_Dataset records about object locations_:
=-=-=

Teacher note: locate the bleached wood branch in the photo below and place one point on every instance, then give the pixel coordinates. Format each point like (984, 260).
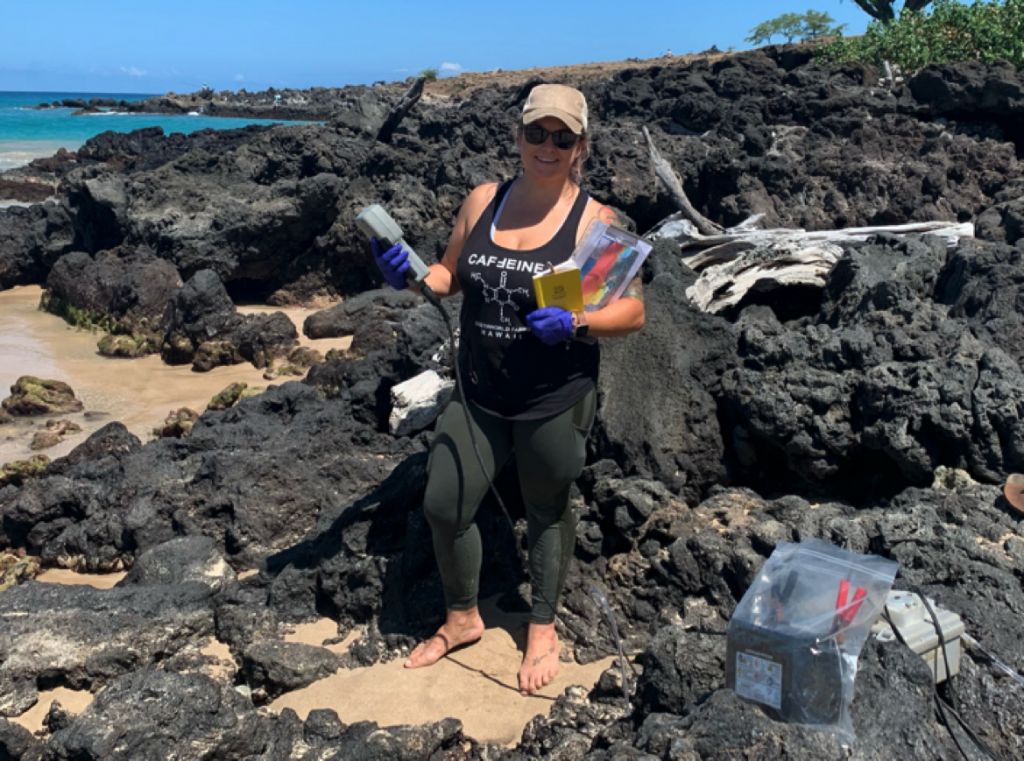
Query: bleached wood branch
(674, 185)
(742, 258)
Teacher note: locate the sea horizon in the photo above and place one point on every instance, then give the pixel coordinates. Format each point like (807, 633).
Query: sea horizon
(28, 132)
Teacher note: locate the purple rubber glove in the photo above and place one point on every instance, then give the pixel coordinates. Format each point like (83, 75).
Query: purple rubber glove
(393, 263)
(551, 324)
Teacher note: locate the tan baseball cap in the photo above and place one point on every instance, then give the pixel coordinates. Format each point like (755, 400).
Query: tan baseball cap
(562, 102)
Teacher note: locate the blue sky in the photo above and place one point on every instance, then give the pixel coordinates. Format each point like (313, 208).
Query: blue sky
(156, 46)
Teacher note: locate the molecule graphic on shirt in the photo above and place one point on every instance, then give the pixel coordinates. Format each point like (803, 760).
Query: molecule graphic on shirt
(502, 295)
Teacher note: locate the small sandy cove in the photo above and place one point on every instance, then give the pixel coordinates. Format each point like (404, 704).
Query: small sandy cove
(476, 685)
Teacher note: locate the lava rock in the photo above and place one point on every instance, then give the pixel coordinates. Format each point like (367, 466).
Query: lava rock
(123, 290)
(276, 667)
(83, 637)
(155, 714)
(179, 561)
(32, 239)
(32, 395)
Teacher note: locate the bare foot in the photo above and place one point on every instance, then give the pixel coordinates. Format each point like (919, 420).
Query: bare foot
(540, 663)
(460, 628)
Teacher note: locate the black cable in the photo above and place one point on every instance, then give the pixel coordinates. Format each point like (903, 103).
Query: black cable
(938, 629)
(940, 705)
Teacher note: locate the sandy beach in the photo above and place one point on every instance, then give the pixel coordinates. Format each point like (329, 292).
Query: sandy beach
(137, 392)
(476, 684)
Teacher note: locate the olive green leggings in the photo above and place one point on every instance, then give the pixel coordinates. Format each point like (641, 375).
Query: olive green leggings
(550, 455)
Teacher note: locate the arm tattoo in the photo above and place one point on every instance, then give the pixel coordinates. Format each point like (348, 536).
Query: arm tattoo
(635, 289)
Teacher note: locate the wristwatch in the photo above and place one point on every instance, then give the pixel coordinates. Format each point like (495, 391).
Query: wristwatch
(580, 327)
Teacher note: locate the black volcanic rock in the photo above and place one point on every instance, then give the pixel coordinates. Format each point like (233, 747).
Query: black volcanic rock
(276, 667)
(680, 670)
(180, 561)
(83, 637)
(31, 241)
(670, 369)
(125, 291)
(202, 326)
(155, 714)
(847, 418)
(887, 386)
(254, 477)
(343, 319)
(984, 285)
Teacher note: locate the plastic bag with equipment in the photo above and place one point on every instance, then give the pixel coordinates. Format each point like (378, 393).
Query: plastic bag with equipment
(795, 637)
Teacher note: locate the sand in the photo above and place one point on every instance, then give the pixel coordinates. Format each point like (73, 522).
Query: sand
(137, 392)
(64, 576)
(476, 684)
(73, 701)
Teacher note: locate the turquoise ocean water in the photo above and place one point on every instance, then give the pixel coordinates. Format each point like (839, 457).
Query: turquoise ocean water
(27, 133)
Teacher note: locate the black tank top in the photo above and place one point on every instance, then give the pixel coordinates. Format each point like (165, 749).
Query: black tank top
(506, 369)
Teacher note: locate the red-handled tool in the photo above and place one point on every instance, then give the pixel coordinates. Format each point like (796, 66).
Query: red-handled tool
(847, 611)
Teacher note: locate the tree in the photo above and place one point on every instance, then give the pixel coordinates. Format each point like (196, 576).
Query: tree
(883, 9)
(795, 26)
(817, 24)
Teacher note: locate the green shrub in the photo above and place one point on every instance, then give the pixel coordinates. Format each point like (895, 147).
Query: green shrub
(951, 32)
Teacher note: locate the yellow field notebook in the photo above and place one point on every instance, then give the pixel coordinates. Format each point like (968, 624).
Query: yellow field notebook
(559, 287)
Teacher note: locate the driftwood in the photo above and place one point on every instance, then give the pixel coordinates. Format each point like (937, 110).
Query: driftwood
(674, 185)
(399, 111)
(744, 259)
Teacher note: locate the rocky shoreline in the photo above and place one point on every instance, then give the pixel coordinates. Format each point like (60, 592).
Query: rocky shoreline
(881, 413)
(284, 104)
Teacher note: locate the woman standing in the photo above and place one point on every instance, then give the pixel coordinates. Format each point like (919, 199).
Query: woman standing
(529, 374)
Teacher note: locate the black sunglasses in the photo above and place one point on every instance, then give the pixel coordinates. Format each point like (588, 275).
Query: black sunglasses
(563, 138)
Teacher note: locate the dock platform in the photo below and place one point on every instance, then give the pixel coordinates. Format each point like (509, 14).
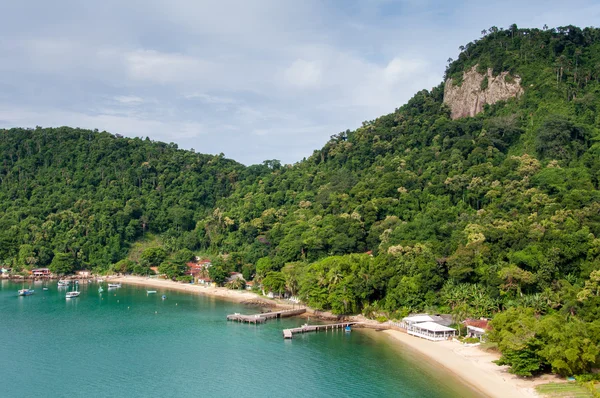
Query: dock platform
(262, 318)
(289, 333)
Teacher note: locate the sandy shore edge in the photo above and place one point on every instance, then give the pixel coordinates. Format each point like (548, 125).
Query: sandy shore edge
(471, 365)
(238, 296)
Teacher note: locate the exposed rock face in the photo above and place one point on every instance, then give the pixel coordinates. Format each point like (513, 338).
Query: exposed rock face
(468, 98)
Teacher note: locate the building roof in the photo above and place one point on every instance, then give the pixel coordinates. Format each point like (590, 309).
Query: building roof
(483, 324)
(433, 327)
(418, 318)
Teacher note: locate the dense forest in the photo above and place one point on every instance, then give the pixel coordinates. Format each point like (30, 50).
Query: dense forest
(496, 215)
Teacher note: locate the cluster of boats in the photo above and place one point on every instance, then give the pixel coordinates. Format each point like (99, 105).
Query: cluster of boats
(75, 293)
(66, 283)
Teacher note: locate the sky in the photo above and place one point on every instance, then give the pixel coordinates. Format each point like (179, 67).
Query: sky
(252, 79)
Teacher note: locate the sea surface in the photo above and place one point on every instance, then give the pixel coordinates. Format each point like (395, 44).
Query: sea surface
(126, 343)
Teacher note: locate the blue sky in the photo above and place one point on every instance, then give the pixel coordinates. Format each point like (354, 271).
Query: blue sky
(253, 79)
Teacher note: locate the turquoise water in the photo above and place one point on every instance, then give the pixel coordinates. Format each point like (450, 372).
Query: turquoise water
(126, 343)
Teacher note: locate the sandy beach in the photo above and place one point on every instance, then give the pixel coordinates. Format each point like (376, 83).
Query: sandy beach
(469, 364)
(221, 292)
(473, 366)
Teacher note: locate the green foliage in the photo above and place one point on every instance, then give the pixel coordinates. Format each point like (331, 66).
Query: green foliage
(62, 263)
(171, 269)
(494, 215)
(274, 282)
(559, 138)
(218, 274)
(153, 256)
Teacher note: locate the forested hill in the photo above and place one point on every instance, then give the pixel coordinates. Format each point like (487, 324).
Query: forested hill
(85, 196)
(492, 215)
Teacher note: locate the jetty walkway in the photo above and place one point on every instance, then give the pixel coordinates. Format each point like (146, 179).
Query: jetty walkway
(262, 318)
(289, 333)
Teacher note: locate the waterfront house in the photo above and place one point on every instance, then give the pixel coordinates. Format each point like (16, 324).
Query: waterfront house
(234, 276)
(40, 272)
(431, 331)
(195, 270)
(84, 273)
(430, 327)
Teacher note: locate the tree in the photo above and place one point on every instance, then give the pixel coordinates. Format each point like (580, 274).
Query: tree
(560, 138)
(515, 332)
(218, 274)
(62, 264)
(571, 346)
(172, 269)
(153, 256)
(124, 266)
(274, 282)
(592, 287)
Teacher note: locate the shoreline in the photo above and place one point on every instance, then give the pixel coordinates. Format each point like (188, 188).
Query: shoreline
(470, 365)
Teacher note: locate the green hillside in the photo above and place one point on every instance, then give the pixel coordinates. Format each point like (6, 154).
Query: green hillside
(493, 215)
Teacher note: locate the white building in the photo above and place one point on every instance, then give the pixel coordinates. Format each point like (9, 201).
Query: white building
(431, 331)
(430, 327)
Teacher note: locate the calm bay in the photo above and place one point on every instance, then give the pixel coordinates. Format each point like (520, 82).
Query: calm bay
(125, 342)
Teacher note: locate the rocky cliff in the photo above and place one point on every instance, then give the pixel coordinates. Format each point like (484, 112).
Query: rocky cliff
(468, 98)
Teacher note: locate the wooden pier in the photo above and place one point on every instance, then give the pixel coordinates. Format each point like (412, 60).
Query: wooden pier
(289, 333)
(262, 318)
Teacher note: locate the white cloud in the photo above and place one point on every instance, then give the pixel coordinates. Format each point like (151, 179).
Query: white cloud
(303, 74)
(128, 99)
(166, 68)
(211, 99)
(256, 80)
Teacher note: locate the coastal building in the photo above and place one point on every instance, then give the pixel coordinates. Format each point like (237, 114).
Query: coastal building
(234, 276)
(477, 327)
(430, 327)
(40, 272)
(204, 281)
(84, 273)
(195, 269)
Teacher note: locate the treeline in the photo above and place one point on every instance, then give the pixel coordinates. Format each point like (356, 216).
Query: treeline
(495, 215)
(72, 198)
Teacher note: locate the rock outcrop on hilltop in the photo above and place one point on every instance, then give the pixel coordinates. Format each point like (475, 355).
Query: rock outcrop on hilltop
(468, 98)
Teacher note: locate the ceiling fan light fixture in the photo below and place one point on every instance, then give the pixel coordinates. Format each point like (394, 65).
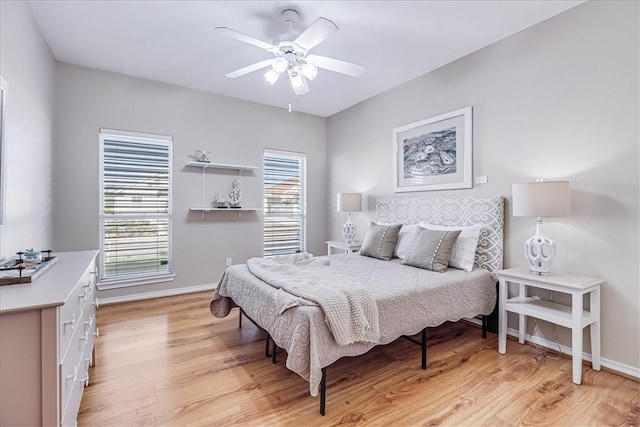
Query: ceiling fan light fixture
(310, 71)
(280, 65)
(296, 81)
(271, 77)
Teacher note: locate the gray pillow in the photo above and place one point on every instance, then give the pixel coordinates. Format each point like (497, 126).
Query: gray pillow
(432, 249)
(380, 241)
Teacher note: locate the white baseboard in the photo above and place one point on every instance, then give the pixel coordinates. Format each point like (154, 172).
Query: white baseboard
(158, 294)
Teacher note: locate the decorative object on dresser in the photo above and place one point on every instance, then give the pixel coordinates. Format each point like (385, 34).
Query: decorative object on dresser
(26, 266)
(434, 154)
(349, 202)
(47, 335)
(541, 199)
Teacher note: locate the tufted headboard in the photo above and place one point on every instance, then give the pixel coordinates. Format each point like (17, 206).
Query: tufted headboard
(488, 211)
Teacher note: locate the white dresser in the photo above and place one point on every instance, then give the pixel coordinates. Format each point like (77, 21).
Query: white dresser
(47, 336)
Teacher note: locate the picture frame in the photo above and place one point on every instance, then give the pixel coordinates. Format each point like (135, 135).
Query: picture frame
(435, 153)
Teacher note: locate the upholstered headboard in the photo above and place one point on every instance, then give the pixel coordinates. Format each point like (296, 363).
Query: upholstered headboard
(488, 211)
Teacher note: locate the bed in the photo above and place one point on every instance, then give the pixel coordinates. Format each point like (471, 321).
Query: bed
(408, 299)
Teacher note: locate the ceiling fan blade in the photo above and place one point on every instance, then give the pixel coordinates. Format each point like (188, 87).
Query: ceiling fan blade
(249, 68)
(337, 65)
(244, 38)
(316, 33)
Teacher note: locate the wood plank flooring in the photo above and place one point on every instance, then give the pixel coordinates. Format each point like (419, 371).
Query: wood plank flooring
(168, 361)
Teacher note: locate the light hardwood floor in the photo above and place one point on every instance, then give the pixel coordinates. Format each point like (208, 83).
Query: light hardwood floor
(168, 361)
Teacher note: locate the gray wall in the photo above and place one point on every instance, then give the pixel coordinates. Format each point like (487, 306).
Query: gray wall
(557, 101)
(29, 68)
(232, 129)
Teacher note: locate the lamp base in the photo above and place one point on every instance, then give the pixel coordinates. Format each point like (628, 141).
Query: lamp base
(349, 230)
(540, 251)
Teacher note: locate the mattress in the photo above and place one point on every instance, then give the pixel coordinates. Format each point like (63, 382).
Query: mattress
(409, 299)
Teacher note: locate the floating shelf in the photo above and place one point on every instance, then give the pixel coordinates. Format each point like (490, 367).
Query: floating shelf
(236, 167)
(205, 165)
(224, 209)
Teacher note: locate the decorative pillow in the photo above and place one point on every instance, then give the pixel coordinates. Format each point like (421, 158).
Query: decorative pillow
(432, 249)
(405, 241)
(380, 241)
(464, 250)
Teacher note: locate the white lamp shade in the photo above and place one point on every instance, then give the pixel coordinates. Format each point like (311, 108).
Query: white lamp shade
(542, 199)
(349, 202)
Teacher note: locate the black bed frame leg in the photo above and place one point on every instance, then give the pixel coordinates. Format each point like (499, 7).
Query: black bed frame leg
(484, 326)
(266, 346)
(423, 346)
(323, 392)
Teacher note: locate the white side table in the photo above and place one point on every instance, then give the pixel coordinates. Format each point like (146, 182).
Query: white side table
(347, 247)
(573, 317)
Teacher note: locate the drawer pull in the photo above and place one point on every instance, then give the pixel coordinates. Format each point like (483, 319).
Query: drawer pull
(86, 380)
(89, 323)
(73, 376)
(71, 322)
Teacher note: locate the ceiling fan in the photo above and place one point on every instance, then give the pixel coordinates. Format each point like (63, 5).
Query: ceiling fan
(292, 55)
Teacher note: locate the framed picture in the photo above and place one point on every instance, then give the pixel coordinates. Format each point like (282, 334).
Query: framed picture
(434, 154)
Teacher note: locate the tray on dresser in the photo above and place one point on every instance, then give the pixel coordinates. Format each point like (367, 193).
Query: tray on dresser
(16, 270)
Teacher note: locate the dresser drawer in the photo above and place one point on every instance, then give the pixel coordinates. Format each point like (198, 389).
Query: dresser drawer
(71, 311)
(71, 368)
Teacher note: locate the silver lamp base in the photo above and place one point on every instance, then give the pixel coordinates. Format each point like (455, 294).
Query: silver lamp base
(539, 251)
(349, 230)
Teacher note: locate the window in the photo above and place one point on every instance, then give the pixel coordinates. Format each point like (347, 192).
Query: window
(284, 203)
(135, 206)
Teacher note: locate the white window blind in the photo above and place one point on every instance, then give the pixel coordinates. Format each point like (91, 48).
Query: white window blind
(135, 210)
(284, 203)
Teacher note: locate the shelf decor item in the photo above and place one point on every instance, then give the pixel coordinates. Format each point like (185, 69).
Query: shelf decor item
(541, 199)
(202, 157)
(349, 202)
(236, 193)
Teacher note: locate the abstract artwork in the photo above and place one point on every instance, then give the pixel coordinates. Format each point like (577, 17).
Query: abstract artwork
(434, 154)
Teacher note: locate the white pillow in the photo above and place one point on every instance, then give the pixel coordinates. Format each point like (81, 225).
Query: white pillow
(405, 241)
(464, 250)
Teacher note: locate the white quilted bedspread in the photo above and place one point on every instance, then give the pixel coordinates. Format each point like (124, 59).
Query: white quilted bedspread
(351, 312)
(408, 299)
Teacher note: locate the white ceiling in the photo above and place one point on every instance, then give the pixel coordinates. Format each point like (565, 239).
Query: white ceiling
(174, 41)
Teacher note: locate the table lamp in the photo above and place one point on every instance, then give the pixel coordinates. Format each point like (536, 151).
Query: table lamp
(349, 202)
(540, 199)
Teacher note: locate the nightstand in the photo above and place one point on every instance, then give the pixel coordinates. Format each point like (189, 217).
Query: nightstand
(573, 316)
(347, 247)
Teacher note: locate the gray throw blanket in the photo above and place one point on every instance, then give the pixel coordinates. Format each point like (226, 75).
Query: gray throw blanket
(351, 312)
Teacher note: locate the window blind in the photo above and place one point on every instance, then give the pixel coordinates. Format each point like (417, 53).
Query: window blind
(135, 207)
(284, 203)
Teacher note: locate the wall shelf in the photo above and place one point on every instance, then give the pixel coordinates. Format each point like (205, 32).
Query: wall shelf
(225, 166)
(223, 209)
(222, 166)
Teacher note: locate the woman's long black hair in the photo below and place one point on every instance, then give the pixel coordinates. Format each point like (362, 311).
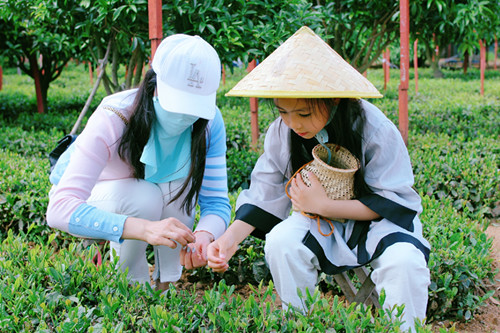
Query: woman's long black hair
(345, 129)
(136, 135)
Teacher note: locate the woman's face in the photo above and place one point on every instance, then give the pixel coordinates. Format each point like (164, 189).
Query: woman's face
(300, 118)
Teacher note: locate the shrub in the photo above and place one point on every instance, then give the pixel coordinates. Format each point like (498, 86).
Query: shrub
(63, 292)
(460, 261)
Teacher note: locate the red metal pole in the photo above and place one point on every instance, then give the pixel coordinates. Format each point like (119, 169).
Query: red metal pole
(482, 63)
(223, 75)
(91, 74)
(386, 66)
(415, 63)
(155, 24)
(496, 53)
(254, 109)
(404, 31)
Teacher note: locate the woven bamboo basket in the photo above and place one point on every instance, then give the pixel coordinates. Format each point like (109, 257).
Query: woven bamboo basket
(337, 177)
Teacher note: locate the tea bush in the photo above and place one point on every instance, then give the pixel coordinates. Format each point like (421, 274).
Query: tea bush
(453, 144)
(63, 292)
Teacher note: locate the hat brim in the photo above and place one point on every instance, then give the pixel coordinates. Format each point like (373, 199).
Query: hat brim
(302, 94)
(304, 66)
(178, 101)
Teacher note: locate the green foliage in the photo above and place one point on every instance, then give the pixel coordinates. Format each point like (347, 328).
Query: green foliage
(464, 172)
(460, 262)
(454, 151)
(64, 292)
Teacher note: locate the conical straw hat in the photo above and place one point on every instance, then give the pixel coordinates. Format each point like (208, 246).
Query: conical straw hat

=-=-=

Take every line from the one containing "Teacher note: locate the woman's face" to the end of the listing and output it exactly, with nothing else.

Teacher note: locate the woman's face in the photo above and place one point on every instance, then give the pixel coordinates. Format each point like (164, 189).
Query: woman's face
(300, 118)
Teacher note: locate the shrub in the photo above and place one point on every instance, then give the pixel coordinates. Format each point like (498, 86).
Query: shrub
(63, 292)
(460, 261)
Teacher note: locate the red metal pole in the photo above and place one point on every instance, then give the pixel coordinates. Format each point like (119, 169).
Query: red metal pole
(482, 63)
(223, 75)
(91, 74)
(386, 66)
(415, 63)
(155, 24)
(496, 53)
(254, 109)
(404, 31)
Teacher note: locate the woven bamboo basket in the photo above and place one point on every instance, then give the pixel coordinates. Format each point like (109, 257).
Query: woven bamboo basket
(337, 177)
Teacher note: locate the tea bush in the photo above and place one point on every instance, then give the pixel coordinates. Format each point like (421, 274).
Query: tea bush
(453, 144)
(63, 292)
Teacher note: locate the hat brim in the photo above and place one point on every instance, then give the pixel coordinates. Format each point like (373, 199).
Query: hat brim
(302, 94)
(304, 66)
(178, 101)
Teacher note: locate the green foliage in the photo above and place one point on every instance, then give the pixel coordinates. Format each point like (347, 328).
Query: green foliage
(464, 172)
(460, 262)
(454, 151)
(64, 292)
Teacher note: locate the conical straw hat in the photo above and place one point on every instance, then give the pixel coordinates. Format each point like (208, 246).
Query: conical straw hat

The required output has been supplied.